* **BRANO DI TESTO**
◇ ◇ ◇ ◇ ◇

E su Peretola il M5S cambia ancora: «Rimpiccioliamolo»
«Era una provocazione, ma se non è stata capita, ho sbagliato io». Giacomo Giannarelli, capogruppo del M5S in Consiglio regionale, aveva fatto arrabbiare tutti i «no pista», nel senso di Peretola, con le sue dichiarazioni che sembravano aprire ad una pista parallela a 2 mila metri. Dopo giorni di reprimenda sui social, ecco l’incontro di lunedì sera a Campi, a fianco anche dell’ex candidato pentastellato Fabio Zita: serve per spiegare che il M5S non solo è contrario alla pista parallela, ma anche allo scalo attuale, che vogliono ridimensionare. «Basta chiacchiere — ha spiegato Giannarelli — la nostra contrarietà all’ampliamento non è ideologica, ma per lo sviluppo e sostenibilità della Piana». E quindi? «La politica deve dare degli indirizzi. Poi sta ai tecnici proporre un progetto che deve essere valutato da altri tecnici». E l’indirizzo è chiaro: «L’unico aeroporto strategico nazionale è Pisa. Vogliamo il ridimensionamento di Firenze». Peretola addirittura «più piccolo» di adesso. Ma dopo aver dato l’«indirizzo politico», Giannarelli spiega il metodo che vogliono utilizzare: dopo aver dato l’indirizzo politico, ci vuole un progetto esecutivo, «non un semplice Masterplan», e «saranno i tecnici a dirci cosa è possibile fare». Ma una cosa è certa: «Quando diciamo vogliamo un aeroporto più piccolo, intendiamo più piccolo rispetto all’esistente, non più piccolo rispetto al Masterplan da 2.400 metri» spiega Giannarelli, affermando che le uscite contrarie al progetto di pista parallela a Peretola fatte dal ministro Danilo Toninelli sono arrivate «su mia indicazione». Il video l’hanno guardato in tanti, anche nel Pd. Tra chi ha visto il video, il deputato Gabriele Toccafondi di Civica Popolare: «Lunedì sera “grande” riunione con 50 partecipanti a Campi Bisenzio tra 5 Stelle e No Pista e si sono spaccati subito: i 5 Stelle sono per far decidere ai tecnici l’inclinazione della pista, i No Pista sono per l’allungamento della pista attuale, interramento dell’autostrada e creazione di pista di rullaggio. Questi sono i risultati della “decrescita felice”».

◇ ◇ ◇ ◇ ◇

* **IL COMPITO**
Restituisci per intero il testo sull'aeroporto di Peretola, identico parola per parola.

* **BLOCCO DATI**

◇ ◇ ◇ ◇ ◇

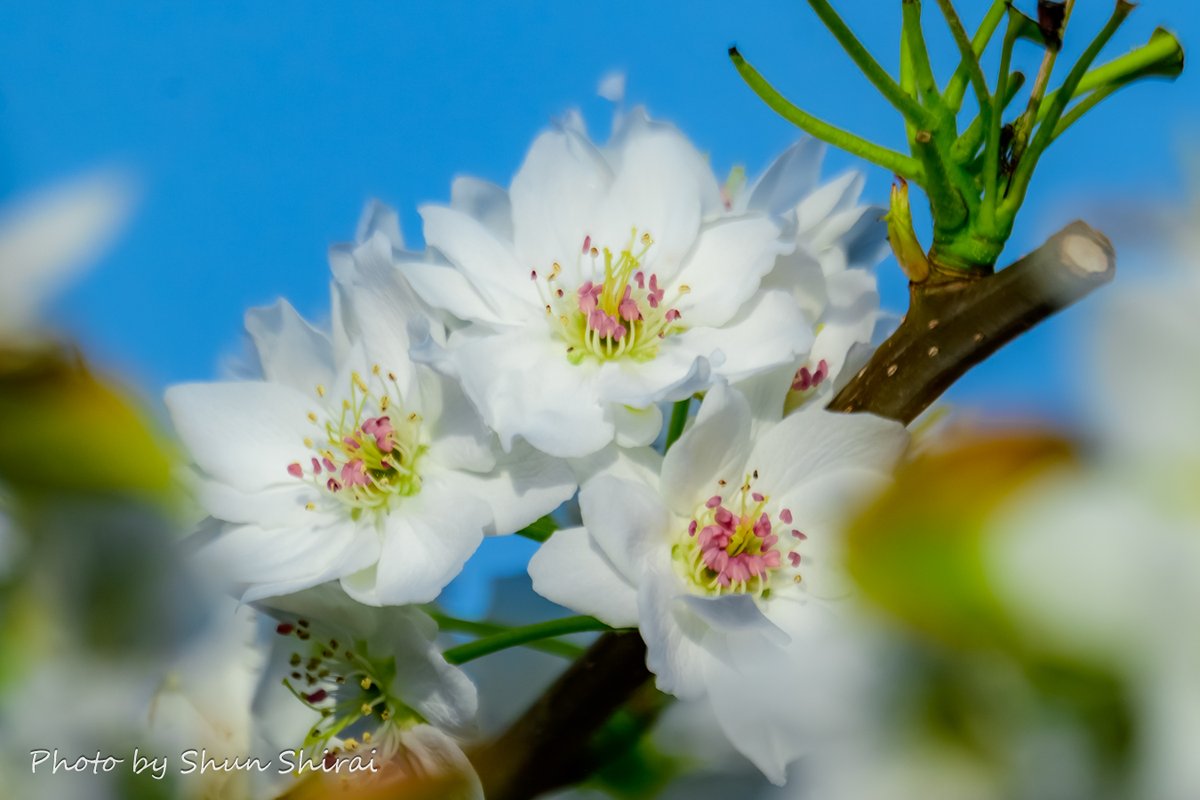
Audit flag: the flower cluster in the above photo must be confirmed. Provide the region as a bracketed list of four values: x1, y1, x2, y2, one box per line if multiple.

◇ ◇ ◇ ◇ ◇

* **RISULTATO DELL'ESERCIZIO**
E su Peretola il M5S cambia ancora: «Rimpiccioliamolo»
«Era una provocazione, ma se non è stata capita, ho sbagliato io». Giacomo Giannarelli, capogruppo del M5S in Consiglio regionale, aveva fatto arrabbiare tutti i «no pista», nel senso di Peretola, con le sue dichiarazioni che sembravano aprire ad una pista parallela a 2 mila metri. Dopo giorni di reprimenda sui social, ecco l’incontro di lunedì sera a Campi, a fianco anche dell’ex candidato pentastellato Fabio Zita: serve per spiegare che il M5S non solo è contrario alla pista parallela, ma anche allo scalo attuale, che vogliono ridimensionare. «Basta chiacchiere — ha spiegato Giannarelli — la nostra contrarietà all’ampliamento non è ideologica, ma per lo sviluppo e sostenibilità della Piana». E quindi? «La politica deve dare degli indirizzi. Poi sta ai tecnici proporre un progetto che deve essere valutato da altri tecnici». E l’indirizzo è chiaro: «L’unico aeroporto strategico nazionale è Pisa. Vogliamo il ridimensionamento di Firenze». Peretola addirittura «più piccolo» di adesso. Ma dopo aver dato l’«indirizzo politico», Giannarelli spiega il metodo che vogliono utilizzare: dopo aver dato l’indirizzo politico, ci vuole un progetto esecutivo, «non un semplice Masterplan», e «saranno i tecnici a dirci cosa è possibile fare». Ma una cosa è certa: «Quando diciamo vogliamo un aeroporto più piccolo, intendiamo più piccolo rispetto all’esistente, non più piccolo rispetto al Masterplan da 2.400 metri» spiega Giannarelli, affermando che le uscite contrarie al progetto di pista parallela a Peretola fatte dal ministro Danilo Toninelli sono arrivate «su mia indicazione». Il video l’hanno guardato in tanti, anche nel Pd. Tra chi ha visto il video, il deputato Gabriele Toccafondi di Civica Popolare: «Lunedì sera “grande” riunione con 50 partecipanti a Campi Bisenzio tra 5 Stelle e No Pista e si sono spaccati subito: i 5 Stelle sono per far decidere ai tecnici l’inclinazione della pista, i No Pista sono per l’allungamento della pista attuale, interramento dell’autostrada e creazione di pista di rullaggio. Questi sono i risultati della “decrescita felice”».